• _Text excerpt_
★ ★ ★ ★ ★

In the Arizona desert, a new school model has Black parents driving across city lines to drop their children off each morning.

Frustrated with what they say is their public schools’ failure to provide quality education and nurturing environments for Black children and fearing the persistent school to prison pipeline, a group of mothers, many public school teachers, have created a network of their own schools.

Launched mid-pandemic just one year ago, the mothers’ goal is to grow the seven micoschools into 50.

“We could be advocating 24/7, and still not make the impact that we wanted to see. So, what do you do, do you go charter? Do you try to keep working in the public school system? Nope, nope, not us. We said, well, we can do it ourselves,” said Debora Colbert, executive director of the Black Mothers Forum, a Phoenix-based parent advocacy group.

In mixed-grade classes, students learn at their own pace and are guided by two teachers. Restorative discipline techniques, not punitive strategies, are the norm.

The Forum’s approach to learning has caught the attention of Arizona Governor Doug Ducey in a state where high school graduation rates hover about 8 percent below national averages and less than half of the graduating class went on to college in 2020.

★ ★ ★ ★ ★

• _Information_
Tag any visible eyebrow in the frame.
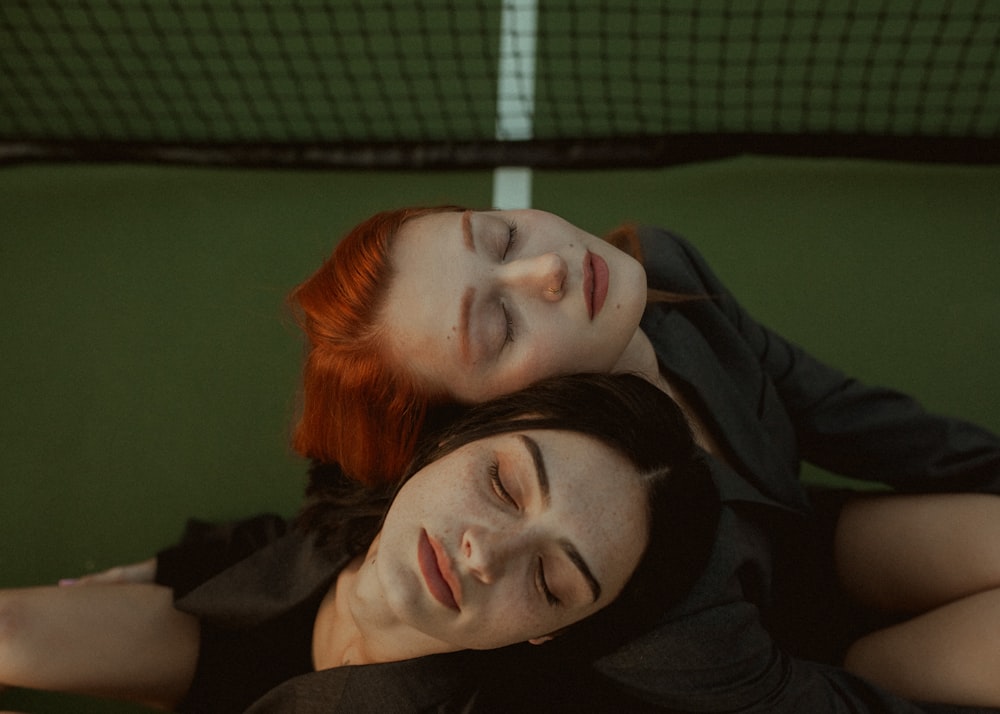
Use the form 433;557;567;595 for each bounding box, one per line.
518;434;601;602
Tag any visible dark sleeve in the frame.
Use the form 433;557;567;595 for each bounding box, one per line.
660;229;1000;492
156;513;289;599
597;602;1000;714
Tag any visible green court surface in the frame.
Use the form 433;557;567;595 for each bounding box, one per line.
0;157;1000;712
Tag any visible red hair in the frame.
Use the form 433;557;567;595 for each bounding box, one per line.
289;206;464;485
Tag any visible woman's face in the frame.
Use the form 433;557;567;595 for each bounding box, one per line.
381;210;646;403
362;430;649;652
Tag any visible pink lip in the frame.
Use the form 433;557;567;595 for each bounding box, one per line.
583;251;608;320
417;530;461;610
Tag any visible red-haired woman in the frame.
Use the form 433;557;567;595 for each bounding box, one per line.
291;206;1000;712
60;207;1000;713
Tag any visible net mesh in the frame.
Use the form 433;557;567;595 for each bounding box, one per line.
0;0;1000;166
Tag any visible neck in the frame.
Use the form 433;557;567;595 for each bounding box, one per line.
312;551;458;670
612;328;663;388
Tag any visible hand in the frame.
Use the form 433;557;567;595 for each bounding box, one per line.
59;558;156;586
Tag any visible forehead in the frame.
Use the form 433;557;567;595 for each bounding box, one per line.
380;213;471;384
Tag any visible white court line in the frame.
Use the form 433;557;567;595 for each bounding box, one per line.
493;0;538;208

★ ★ ★ ★ ★

• _Brief_
Please say how many teachers guide students in the mixed-grade classes described in the article about the Arizona microschools.

• _Answer box_
Two teachers.